» **GOAL OF THE EXERCISE**
Put each line of the listing from the line containing "of the fence" through the line containing "pixel 630 141", inclusive, into a JSON array with one string per line and no entries for blank lines.
[start]
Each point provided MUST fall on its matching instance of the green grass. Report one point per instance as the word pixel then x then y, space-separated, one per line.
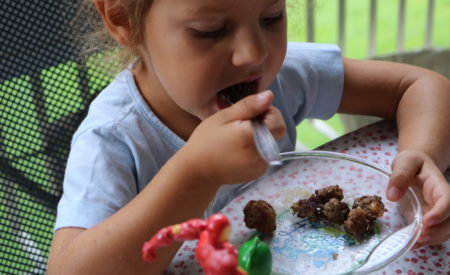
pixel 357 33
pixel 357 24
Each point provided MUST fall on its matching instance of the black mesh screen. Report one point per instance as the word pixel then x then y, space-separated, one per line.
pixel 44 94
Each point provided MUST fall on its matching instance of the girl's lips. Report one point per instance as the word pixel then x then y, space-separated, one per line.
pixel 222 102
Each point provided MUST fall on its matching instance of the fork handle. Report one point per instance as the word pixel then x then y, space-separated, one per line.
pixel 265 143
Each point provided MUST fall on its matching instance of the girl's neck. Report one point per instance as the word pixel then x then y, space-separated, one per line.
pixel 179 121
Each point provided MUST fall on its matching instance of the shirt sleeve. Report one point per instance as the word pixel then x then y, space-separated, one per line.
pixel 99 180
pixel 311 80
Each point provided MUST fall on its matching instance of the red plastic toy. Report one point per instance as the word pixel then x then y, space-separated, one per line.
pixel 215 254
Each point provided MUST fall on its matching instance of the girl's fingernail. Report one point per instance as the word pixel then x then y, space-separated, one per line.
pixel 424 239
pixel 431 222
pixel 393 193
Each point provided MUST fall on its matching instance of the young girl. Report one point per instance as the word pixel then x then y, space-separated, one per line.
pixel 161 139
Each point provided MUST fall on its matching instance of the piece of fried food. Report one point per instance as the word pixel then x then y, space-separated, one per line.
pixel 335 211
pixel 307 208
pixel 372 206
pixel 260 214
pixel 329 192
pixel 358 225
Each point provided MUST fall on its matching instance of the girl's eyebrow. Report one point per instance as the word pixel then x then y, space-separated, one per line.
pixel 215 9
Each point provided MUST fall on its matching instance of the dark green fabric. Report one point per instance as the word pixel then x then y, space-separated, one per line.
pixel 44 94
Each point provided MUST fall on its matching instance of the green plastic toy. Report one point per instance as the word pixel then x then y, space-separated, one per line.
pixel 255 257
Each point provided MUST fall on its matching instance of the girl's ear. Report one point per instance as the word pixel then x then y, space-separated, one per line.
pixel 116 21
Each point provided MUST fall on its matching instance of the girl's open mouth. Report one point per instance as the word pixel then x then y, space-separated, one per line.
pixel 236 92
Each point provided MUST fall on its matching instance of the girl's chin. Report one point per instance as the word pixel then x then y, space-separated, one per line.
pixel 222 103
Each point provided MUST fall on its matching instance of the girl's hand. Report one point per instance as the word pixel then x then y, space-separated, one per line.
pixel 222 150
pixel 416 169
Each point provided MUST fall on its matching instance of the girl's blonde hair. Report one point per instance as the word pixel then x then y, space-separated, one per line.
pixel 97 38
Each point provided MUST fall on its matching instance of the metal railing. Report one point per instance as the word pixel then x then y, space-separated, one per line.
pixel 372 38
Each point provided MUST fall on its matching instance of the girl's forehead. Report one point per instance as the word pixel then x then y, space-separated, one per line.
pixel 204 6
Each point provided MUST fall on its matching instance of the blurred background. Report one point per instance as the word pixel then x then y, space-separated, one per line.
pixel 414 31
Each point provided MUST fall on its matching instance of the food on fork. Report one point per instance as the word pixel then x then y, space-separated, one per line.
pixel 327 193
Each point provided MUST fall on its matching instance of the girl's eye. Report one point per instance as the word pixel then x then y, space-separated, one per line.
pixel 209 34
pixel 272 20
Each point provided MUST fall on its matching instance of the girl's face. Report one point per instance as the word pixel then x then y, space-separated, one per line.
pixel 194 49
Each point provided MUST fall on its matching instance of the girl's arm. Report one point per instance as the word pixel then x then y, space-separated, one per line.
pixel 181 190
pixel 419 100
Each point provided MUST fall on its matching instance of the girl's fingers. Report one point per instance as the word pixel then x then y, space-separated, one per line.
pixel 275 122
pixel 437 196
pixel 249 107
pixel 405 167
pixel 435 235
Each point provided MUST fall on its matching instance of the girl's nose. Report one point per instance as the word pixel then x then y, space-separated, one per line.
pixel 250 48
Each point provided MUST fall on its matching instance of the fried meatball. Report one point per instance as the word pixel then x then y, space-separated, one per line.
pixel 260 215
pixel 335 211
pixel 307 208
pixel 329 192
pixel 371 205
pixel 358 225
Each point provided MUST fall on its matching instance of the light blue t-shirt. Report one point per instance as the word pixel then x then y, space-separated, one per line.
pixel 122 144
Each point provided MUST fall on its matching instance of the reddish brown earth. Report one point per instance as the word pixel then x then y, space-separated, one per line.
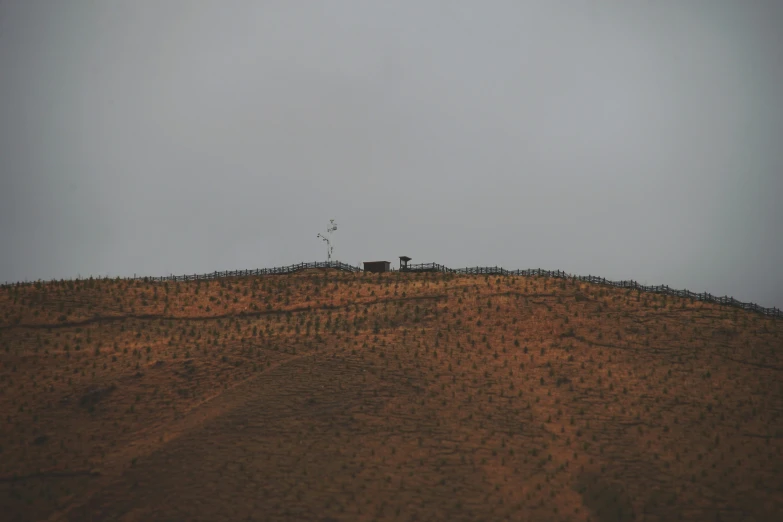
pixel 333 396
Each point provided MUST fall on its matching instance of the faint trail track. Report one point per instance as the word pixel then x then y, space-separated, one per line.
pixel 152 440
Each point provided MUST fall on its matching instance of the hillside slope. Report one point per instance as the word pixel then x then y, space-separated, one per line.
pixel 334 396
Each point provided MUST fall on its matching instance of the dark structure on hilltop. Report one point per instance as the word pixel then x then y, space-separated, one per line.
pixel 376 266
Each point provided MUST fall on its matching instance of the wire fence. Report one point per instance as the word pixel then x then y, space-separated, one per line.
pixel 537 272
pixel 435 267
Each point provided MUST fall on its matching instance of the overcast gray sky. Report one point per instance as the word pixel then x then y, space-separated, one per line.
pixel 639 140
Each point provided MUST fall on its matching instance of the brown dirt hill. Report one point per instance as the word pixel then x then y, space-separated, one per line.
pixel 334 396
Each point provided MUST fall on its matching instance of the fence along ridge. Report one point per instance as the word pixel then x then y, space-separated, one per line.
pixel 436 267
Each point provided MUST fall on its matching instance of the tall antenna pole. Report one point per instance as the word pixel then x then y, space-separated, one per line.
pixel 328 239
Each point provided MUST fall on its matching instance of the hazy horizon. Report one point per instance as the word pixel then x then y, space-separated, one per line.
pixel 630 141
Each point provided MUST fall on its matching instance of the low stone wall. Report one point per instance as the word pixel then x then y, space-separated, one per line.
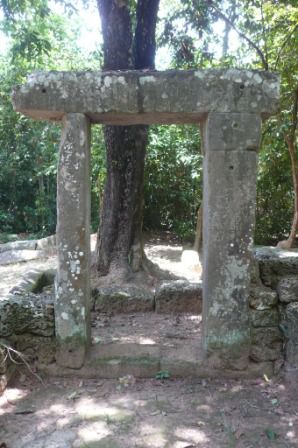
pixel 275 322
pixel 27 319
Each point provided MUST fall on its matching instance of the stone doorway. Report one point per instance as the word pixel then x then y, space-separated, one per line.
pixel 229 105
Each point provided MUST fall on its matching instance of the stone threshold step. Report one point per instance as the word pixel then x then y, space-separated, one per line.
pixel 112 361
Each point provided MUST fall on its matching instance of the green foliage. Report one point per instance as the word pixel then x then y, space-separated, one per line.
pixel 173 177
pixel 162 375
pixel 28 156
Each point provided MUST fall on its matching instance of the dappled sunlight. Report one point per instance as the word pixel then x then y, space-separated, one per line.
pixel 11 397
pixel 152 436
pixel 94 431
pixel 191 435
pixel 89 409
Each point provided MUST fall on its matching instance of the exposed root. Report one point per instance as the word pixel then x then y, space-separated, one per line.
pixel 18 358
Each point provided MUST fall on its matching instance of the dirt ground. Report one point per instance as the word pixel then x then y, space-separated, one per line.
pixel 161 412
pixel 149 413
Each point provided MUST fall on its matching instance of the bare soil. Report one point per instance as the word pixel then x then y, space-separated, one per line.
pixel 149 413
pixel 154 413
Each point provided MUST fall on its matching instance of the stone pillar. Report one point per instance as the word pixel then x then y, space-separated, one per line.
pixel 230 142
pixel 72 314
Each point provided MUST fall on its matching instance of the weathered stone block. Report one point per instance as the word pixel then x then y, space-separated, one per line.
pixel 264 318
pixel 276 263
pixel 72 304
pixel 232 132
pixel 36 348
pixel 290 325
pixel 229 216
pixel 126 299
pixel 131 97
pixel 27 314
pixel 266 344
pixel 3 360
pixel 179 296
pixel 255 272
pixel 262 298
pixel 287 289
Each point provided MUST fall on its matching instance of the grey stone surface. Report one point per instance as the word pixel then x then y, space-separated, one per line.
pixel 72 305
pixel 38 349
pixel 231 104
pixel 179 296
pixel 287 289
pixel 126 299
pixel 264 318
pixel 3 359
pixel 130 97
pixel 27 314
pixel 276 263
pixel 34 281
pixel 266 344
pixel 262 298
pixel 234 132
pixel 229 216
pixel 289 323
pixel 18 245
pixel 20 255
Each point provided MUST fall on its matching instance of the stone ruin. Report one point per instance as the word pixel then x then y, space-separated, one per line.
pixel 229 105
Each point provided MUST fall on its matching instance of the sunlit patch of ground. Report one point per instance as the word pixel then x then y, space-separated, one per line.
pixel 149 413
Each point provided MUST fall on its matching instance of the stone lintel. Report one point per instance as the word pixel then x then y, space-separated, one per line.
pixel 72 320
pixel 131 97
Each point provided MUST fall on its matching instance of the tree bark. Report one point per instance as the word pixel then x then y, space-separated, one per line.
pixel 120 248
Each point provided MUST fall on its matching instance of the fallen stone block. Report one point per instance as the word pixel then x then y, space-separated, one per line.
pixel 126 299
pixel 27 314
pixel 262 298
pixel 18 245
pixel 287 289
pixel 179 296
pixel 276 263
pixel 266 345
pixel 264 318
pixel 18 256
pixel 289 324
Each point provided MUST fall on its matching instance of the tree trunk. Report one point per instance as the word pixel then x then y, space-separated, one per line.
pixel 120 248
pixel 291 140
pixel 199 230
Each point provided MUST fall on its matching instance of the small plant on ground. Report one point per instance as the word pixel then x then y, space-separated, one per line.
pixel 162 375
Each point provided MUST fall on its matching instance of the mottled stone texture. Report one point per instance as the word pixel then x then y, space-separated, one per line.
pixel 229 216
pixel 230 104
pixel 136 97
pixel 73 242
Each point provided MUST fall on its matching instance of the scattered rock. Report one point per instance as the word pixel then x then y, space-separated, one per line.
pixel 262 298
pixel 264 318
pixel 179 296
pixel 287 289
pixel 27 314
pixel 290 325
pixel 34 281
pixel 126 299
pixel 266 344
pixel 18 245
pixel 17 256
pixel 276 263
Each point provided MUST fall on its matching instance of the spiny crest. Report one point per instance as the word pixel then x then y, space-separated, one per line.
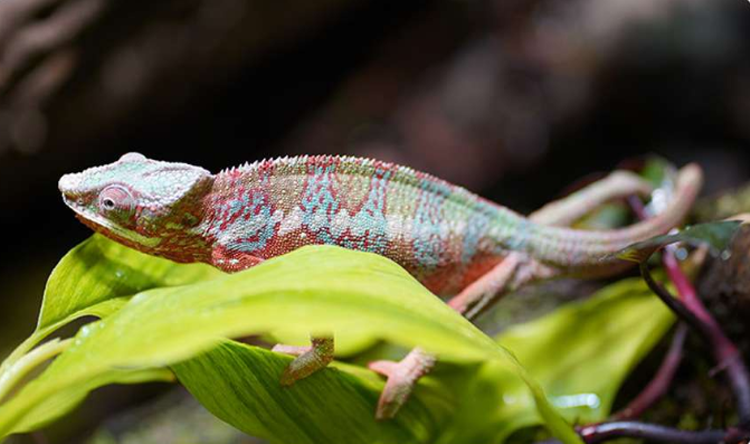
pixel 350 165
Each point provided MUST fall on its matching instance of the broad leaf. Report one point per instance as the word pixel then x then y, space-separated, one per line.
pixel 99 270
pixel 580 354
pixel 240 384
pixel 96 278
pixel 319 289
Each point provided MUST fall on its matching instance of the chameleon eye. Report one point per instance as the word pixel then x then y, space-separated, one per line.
[end]
» **SOLUTION FOR THIS TASK**
[
  "Each point provided MUST fall on its matching instance of the fence along ridge. Report one point per instance as the word pixel then x then y, space-separated, one per line.",
  "pixel 436 267",
  "Each point provided MUST fall on its matching instance of the tall antenna pole. Report one point per instance as the word pixel then x then y, space-separated, one per line.",
  "pixel 328 239",
  "Each point provided MUST fall on its matching instance of the hazy horizon. Report one point per instance as the word pixel then x then y, space-separated, one per line.",
  "pixel 630 141"
]